== HALAMAN ==
Fri, 28 November 2025

Zohran Mamdani: Pahlawan atau Penyimpang

Reporter: RINDI ANTIKA | Redaktur: ANGGIA ANANDA SAFITRI | Dibaca 29 kali

5 jam yang lalu
(Sumber foto: Freepik)

JURNALPOSMEDIA.COM – Kemenangan Zohran Kwame Mamdani sebagai Walikota New York City adalah sebuah fenomena politik yang tak terhindarkan. Berusia 34 tahun, ia bukan hanya politisi Muslim dari Asia Selatan pertama yang menduduki jabatan di kota paling liberal di dunia, tetapi juga seorang Sosialis Demokrat yang secara terang-terangan pro LGBTQ+. Kemenangannya memicu perdebatan sengit, apakah ini kemenangan simbolis umat Muslim atau justru alarm ideologis yang menunjukkan kompromi terhadap nilai-nilai agama.

== CATATAN ==
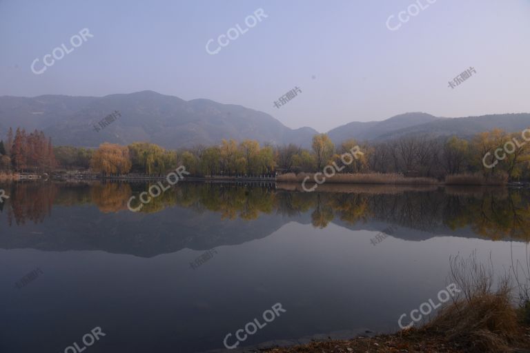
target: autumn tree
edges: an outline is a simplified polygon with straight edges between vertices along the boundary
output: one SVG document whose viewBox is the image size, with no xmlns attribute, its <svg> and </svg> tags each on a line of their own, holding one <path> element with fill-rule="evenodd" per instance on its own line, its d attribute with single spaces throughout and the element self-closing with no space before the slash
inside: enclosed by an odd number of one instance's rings
<svg viewBox="0 0 530 353">
<path fill-rule="evenodd" d="M 126 174 L 130 170 L 129 149 L 112 143 L 105 143 L 94 153 L 90 160 L 90 168 L 98 173 Z"/>
<path fill-rule="evenodd" d="M 319 134 L 313 137 L 311 144 L 317 161 L 317 168 L 320 170 L 333 155 L 335 146 L 327 134 Z"/>
</svg>

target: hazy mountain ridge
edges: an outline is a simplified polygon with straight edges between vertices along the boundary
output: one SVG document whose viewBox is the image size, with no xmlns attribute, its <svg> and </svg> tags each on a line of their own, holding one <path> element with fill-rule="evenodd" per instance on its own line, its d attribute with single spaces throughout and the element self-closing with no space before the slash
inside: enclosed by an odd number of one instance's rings
<svg viewBox="0 0 530 353">
<path fill-rule="evenodd" d="M 93 124 L 114 110 L 121 117 L 97 132 Z M 7 129 L 21 126 L 43 130 L 55 145 L 97 147 L 103 142 L 128 144 L 148 141 L 168 148 L 214 145 L 222 139 L 251 139 L 271 144 L 311 146 L 317 132 L 291 129 L 273 117 L 242 105 L 209 99 L 184 101 L 153 91 L 102 97 L 43 95 L 33 98 L 0 97 L 0 139 Z M 429 134 L 470 137 L 501 128 L 509 132 L 530 126 L 530 114 L 442 118 L 423 112 L 396 115 L 382 121 L 353 121 L 328 132 L 340 143 L 348 139 L 386 140 Z"/>
</svg>

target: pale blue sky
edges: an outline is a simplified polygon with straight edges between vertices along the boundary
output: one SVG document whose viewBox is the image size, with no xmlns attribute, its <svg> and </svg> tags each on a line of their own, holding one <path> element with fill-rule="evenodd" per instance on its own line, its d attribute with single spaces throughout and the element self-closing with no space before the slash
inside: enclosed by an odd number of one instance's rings
<svg viewBox="0 0 530 353">
<path fill-rule="evenodd" d="M 406 112 L 530 112 L 529 0 L 438 0 L 389 30 L 388 17 L 414 2 L 0 0 L 0 95 L 152 90 L 240 104 L 320 131 Z M 259 8 L 266 19 L 206 53 L 208 39 L 244 28 Z M 32 72 L 35 59 L 84 28 L 93 38 Z M 470 66 L 476 74 L 448 88 Z M 295 86 L 302 92 L 274 108 Z"/>
</svg>

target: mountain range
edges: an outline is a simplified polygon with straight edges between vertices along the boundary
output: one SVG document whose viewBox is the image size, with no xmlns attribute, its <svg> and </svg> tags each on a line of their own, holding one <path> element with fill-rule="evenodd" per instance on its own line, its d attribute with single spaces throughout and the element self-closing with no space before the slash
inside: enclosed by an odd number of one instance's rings
<svg viewBox="0 0 530 353">
<path fill-rule="evenodd" d="M 97 131 L 94 125 L 112 112 L 121 117 Z M 311 145 L 318 132 L 291 129 L 272 116 L 242 105 L 208 99 L 184 101 L 153 91 L 102 97 L 43 95 L 0 97 L 0 137 L 9 127 L 42 130 L 55 145 L 97 147 L 103 142 L 153 142 L 167 148 L 214 145 L 222 139 L 251 139 L 273 145 Z M 500 128 L 509 132 L 530 126 L 530 114 L 502 114 L 464 118 L 437 117 L 423 112 L 397 115 L 382 121 L 351 122 L 328 132 L 335 143 L 347 139 L 384 141 L 419 134 L 433 137 L 473 134 Z"/>
</svg>

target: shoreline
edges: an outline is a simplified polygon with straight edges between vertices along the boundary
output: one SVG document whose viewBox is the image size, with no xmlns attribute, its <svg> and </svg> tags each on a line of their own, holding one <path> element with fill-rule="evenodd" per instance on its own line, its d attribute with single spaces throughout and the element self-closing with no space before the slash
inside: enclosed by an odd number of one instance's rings
<svg viewBox="0 0 530 353">
<path fill-rule="evenodd" d="M 281 188 L 284 190 L 298 190 L 299 188 L 296 188 L 295 185 L 300 185 L 303 182 L 303 179 L 300 180 L 293 180 L 290 178 L 287 178 L 288 180 L 285 180 L 286 178 L 283 177 L 285 174 L 279 175 L 277 176 L 267 176 L 267 177 L 248 177 L 248 176 L 215 176 L 212 177 L 205 176 L 186 176 L 181 181 L 202 181 L 202 182 L 226 182 L 226 183 L 259 183 L 267 184 L 279 184 L 284 185 L 284 188 Z M 308 175 L 308 174 L 305 174 Z M 311 174 L 309 174 L 311 175 Z M 357 180 L 346 179 L 343 180 L 333 180 L 331 179 L 328 180 L 323 185 L 387 185 L 387 186 L 413 186 L 413 187 L 445 187 L 445 186 L 473 186 L 473 187 L 506 187 L 506 188 L 530 188 L 530 182 L 507 182 L 504 183 L 470 183 L 467 182 L 450 182 L 440 181 L 435 179 L 432 179 L 431 182 L 425 182 L 426 178 L 416 177 L 416 176 L 403 176 L 398 181 L 389 179 L 384 180 L 379 179 L 377 180 L 371 179 L 370 178 L 365 178 L 369 174 L 353 174 L 358 176 Z M 384 174 L 383 174 L 384 175 Z M 26 181 L 26 180 L 53 180 L 59 181 L 137 181 L 137 182 L 149 182 L 149 181 L 159 181 L 166 179 L 165 175 L 157 176 L 157 175 L 114 175 L 114 176 L 101 176 L 92 174 L 60 174 L 57 173 L 51 173 L 50 175 L 42 175 L 31 173 L 17 173 L 12 174 L 0 174 L 0 181 Z M 308 185 L 319 185 L 313 181 L 308 181 L 306 183 Z M 320 184 L 322 185 L 322 184 Z M 288 186 L 285 188 L 285 186 Z M 291 186 L 291 187 L 288 187 Z M 293 188 L 294 187 L 294 188 Z"/>
</svg>

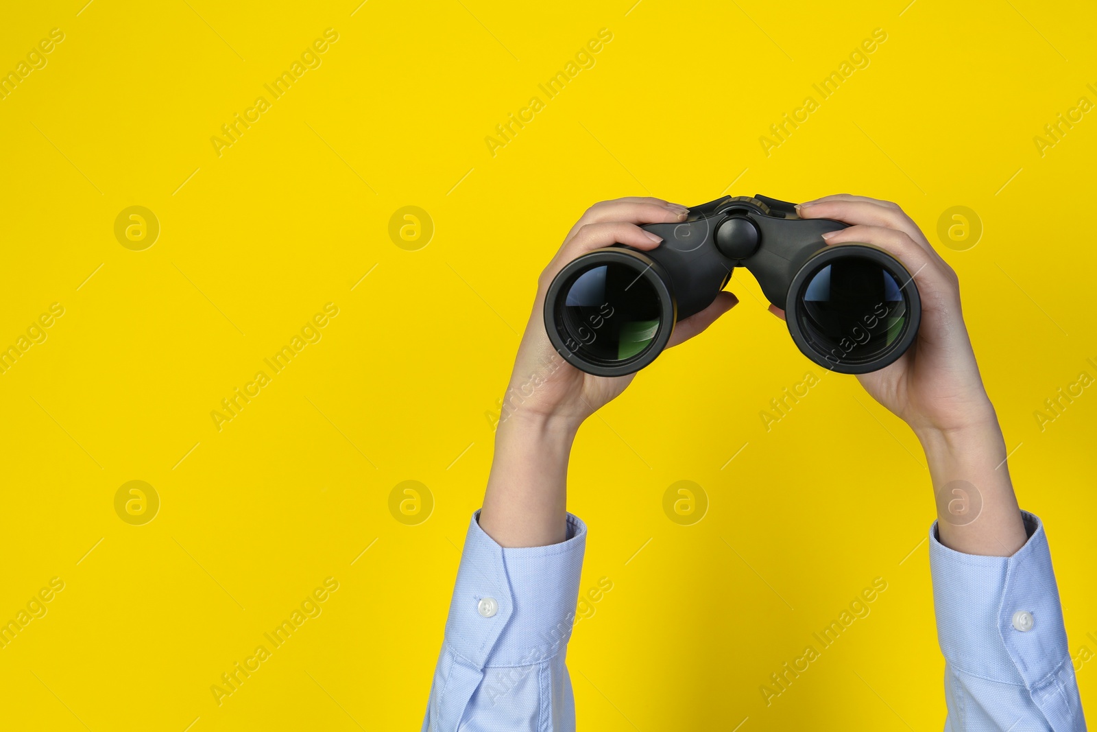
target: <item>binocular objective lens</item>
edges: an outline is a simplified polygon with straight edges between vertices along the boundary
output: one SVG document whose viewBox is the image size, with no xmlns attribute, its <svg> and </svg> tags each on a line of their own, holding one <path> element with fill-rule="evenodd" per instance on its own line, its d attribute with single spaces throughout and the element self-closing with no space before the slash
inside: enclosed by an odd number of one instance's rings
<svg viewBox="0 0 1097 732">
<path fill-rule="evenodd" d="M 905 284 L 867 258 L 838 259 L 807 281 L 796 317 L 808 342 L 827 361 L 874 361 L 889 352 L 907 324 Z"/>
<path fill-rule="evenodd" d="M 655 339 L 661 322 L 658 293 L 643 264 L 599 263 L 566 288 L 559 309 L 567 347 L 599 362 L 630 359 Z"/>
</svg>

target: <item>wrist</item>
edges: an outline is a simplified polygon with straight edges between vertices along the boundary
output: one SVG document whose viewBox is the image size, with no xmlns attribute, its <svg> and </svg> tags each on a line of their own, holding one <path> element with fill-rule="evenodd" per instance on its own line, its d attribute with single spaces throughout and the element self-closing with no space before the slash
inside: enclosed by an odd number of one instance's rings
<svg viewBox="0 0 1097 732">
<path fill-rule="evenodd" d="M 522 442 L 570 450 L 581 424 L 581 419 L 570 416 L 518 410 L 499 421 L 495 441 L 497 446 Z"/>
</svg>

== TUJUAN 1 ==
Sebutkan semua nama orang yang tercantum dalam artikel tentang Zohran Mamdani.
== TUJUAN 2 ==
Lanjutkan artikel tentang kemenangan Zohran Mamdani dari kalimat terakhirnya.

== JAWABAN 1 ==
- Zohran Kwame Mamdani (juga ditulis Zohran Mamdani)
- Rindi Antika
- Anggia Ananda Safitri

== JAWABAN 2 ==
Lahir di Uganda, dari seorang ayah akademisi dan ibunya sutradara film terkenal, sebuah perpaduan latar belakang yang sangat unik, antara India dan Afrika yang akhirnya menetap di NYC. Namun hal yang jauh lebih penting dari identitasnya adalah ideologinya.

Mamdani adalah seorang Sosialis Demokrat, yang platform politiknya bukan hanya progresif, melainkan radikal, dengan menjanjikan kebijakan transportasi umum seperti bus kota gratis, membekukan harga sewa pada unit distabilisasi, hingga menerapkan pajak flat 2% pada warga New York yang berpenghasilan di atas $1 juta. Fokus utamanya adalah keadilan struktural dan perlawanan terhadap ketidaksetaraan ekonomi. Dalam pandangan politiknya, setiap kelompok yang tertindas adalah bagian koalisi moral yang sama.

Dikenal sebagai pendukung keras hak-hak LGBTQ+, ia tak hanya menyuarakan perlindungan dari diskriminasi tetapi mendukung konsep Queer Liberation dan bahkan menyuarakan operasi yang didanai pembayaran pajak untuk membantu transgender, serta mendukung legalisasi pekerja seks.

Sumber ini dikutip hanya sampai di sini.